**TEKS DOKUMEN**:
Ditunjuk Sebagai Rais Aam, Kiai As’ad dan Kiai Mahrus: Meskipun Malaikat Memaksa, Kami Tolak
Rais Aam adalah jabatan tertinggi di NU. Sebagaimana diketahui, dalam struktur organisasi NU ada syuriah dan tanfidiyah.
Syuriah adalah sebuah badan musyawarah yang mengambil keputusan tertinggi dalam struktur kepengurusan NU. Syuriah terdiri dari para ulama dan kiai. Pemimpin syuriah disebut dengan nama Rais Aam. Sementara tanfidiyah adalah badan pelaksana harian organisasi NU. Pemimpin tertinggi tanfidiyah disebut ketua umum, bukan rais aam.
Seperti dikutip NU Online, menurut Presiden Hoopd Bestuur Nahdlatoel Oelama (sekarang istilahnya Ketua Umuma PBNU) Mahfud Shiddiq, syuriyah berarti ruh, sedangkan tanfidiyah jasad atau jasmani. Kedua kelompok ini tidak boleh terpisah dari NU. Tanfidiyah tidak bisa melakukan pergerakan organisasi tanpa sepengetahuan syuriyah. Hal ini sepertinya ditegaskan mengingat NU didirikan para ulama.

**DAFTAR TUGAS**:
**a)** Hitung baris catatan yang memuat kata "window", dengan huruf besar dan kecil dibedakan. Jawab dengan angkanya saja.
**b)** Teruskan teks tentang jabatan Rais Aam dan struktur NU, dimulai tepat setelah kalimat terakhirnya.

**DATA TERSIMPAN**:
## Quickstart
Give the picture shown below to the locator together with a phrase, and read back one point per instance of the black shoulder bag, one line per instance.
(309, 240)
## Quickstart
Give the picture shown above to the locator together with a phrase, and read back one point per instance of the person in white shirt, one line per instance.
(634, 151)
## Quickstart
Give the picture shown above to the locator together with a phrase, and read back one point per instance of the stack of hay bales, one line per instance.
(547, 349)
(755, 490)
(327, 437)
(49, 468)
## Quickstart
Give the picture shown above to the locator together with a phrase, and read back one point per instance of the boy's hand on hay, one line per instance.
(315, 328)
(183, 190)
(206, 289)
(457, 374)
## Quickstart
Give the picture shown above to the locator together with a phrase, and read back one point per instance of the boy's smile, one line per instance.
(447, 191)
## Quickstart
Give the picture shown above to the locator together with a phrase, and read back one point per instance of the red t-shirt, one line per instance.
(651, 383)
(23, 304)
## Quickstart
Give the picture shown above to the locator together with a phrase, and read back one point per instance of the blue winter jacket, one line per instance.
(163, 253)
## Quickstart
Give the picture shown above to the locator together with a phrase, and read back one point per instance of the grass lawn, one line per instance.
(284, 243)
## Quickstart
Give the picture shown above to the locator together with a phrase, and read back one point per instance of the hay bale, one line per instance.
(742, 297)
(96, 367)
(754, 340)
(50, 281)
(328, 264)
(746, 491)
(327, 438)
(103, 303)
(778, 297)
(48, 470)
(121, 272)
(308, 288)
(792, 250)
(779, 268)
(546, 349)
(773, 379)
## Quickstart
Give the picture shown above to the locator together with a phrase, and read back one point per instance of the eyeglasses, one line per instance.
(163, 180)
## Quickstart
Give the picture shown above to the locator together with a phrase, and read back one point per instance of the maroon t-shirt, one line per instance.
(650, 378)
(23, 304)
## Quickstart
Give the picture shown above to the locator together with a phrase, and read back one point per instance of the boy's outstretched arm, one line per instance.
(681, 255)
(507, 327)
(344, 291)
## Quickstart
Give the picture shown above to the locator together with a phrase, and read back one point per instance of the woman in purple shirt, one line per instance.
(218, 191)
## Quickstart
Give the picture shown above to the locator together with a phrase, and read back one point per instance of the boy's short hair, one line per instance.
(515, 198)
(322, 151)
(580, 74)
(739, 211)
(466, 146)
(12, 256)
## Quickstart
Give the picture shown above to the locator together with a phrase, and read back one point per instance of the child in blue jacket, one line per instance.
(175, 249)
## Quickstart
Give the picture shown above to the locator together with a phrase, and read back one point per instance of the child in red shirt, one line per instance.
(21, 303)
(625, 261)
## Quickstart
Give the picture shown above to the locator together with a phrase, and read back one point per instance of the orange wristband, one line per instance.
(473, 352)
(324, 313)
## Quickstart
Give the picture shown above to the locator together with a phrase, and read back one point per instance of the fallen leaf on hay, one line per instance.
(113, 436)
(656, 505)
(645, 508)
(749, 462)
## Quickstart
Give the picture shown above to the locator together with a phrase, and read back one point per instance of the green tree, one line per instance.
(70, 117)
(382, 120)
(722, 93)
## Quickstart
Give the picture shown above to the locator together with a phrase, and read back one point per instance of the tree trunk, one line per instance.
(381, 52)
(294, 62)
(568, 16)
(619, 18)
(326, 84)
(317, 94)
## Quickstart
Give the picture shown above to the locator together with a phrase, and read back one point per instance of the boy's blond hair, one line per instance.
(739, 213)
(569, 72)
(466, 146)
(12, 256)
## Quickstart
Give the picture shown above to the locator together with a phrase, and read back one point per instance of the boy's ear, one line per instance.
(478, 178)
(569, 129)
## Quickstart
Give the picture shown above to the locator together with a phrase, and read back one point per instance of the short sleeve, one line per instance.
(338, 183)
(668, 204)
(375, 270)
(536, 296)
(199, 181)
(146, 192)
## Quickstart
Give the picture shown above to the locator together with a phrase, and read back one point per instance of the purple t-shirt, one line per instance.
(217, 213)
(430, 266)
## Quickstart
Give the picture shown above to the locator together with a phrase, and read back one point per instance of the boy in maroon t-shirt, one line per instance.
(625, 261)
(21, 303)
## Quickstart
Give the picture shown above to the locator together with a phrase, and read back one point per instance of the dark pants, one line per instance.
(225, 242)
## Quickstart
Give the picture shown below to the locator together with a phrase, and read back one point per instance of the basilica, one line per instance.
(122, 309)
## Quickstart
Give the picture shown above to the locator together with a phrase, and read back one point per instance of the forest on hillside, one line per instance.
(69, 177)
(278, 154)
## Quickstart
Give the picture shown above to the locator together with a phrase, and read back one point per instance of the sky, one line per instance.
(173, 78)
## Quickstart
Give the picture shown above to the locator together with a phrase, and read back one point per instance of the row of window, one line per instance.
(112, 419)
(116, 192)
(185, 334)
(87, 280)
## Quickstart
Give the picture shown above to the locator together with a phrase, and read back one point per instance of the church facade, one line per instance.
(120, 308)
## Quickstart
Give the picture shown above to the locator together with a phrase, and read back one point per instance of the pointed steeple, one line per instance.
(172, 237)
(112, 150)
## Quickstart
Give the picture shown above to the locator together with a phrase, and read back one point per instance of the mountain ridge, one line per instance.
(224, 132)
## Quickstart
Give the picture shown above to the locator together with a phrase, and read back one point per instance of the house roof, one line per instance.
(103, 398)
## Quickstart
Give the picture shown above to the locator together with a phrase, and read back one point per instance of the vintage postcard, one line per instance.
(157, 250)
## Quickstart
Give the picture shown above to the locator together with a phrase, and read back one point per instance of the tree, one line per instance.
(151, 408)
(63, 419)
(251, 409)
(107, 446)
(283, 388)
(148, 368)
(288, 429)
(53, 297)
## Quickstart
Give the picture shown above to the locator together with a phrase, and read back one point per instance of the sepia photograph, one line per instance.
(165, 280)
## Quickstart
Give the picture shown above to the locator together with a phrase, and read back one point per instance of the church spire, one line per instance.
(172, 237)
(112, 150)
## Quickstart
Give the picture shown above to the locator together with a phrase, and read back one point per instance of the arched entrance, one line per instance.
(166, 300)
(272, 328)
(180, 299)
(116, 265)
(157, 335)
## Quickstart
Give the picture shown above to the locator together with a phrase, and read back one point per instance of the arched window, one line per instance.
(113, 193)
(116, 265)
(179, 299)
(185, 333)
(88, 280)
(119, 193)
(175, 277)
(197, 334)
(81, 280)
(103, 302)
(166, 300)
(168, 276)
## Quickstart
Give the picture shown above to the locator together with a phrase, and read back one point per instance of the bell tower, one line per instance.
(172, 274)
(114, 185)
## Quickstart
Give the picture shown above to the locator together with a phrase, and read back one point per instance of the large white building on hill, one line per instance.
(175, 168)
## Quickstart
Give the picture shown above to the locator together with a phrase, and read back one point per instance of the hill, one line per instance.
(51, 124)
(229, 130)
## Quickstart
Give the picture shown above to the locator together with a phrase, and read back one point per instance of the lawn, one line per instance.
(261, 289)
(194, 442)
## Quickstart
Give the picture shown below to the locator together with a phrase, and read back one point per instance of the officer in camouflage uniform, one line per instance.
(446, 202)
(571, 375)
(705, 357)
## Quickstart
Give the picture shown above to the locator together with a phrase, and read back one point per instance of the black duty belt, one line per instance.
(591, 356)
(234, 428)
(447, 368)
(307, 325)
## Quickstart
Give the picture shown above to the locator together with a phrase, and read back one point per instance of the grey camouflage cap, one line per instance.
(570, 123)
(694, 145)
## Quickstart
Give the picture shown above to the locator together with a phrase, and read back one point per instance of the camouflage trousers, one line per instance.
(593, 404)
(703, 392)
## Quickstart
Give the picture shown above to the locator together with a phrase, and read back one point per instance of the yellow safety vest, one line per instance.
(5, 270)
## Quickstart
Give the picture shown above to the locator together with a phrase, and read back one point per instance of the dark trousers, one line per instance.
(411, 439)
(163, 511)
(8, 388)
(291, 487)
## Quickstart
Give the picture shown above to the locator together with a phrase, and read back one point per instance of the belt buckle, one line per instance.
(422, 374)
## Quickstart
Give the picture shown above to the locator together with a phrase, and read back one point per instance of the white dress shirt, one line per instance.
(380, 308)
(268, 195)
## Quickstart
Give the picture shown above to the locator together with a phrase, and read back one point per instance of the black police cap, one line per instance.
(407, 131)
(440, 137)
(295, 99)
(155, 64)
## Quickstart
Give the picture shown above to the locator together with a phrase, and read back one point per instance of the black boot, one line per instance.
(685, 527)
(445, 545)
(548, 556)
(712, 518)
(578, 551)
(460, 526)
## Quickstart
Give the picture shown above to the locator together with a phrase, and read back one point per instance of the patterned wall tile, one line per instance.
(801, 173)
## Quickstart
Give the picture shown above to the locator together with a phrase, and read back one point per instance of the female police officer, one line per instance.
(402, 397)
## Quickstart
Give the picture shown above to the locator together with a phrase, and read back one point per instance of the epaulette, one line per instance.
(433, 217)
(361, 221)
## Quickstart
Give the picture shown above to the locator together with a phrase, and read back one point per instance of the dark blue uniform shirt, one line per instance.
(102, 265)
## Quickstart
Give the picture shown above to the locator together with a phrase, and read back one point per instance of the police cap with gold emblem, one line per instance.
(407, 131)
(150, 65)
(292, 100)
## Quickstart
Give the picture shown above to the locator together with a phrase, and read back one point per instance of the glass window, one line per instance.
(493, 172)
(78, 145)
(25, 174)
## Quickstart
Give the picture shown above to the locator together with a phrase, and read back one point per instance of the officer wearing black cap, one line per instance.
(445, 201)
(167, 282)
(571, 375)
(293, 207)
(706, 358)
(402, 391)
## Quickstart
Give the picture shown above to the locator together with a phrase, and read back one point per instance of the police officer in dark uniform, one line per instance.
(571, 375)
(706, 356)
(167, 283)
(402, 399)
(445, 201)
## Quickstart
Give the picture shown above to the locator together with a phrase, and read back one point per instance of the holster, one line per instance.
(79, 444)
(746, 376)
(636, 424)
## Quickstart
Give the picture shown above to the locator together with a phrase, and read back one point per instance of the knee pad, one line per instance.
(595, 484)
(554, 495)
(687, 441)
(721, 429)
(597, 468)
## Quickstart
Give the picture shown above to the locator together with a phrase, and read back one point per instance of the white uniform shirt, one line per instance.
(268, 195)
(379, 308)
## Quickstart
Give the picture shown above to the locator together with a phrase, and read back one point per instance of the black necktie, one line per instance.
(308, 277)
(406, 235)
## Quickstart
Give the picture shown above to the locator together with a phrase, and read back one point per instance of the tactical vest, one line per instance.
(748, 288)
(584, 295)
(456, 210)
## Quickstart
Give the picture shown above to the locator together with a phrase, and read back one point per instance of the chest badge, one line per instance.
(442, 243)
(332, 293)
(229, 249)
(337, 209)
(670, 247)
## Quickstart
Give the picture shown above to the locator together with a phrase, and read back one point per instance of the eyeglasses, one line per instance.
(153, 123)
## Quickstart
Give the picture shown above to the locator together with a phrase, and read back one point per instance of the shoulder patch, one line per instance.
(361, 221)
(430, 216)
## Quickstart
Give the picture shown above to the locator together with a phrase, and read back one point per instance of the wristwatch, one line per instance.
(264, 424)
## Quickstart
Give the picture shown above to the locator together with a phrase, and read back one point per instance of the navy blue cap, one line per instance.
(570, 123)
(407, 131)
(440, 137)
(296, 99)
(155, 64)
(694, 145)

**JAWABAN TUGAS**:
**a)** 3

**b)**
Sebagai posisi tertinggi di NU, tidak semua orang bisa menduduki posisi Rais Aam. Bahkan tak jarang, para kiai besar NU menolak ketika ditunjuk sebagai Rais Aam. Para kiai tersebut, merasa belum pantas. Walaupun, secara kualifikasi sudah memenuhi tapi mereka tetap menjaga sikap tawadu. Berkaitan dengan hal itu, KH. Mustafa Bisri atau yang dikenal dengan Gus Mus pernah bercerita bahwa NU punya tradisi selalu berebut menolak untuk memegang jabatan.
Kiai Wahab dan Kiai Bisri menolak menjadi Rais Akbar (sebutan Rais Akbar hanya disandang oleh Kiai Hasyim, sepeninggal beliau, namanya diubah menjadi Rais Aam) karena ada Kiai Hasyim Asy’ari. Tentu saja, beliau berdua merasa tak pantas karena masih ada Kiai Hasyim.
Tahun 1947, KH. Hasyim Asy’ari Wafat. Kiai Wahab dan Kiai Bisri tetap menolak menjabat sebagai Rais Akbar, apalagi para kiai lainnya. Pada Muktamar NU ke-17 di Madiun, akhirnya Kiai Wahab Hasbullah bersedia menerima keinginan para muktamirin dengan syarat Rais Akbar diganti dengan istilah Rais Aam. Hal ini menunjukkan betapa tawadunya Kiai Wahab Hasbullah.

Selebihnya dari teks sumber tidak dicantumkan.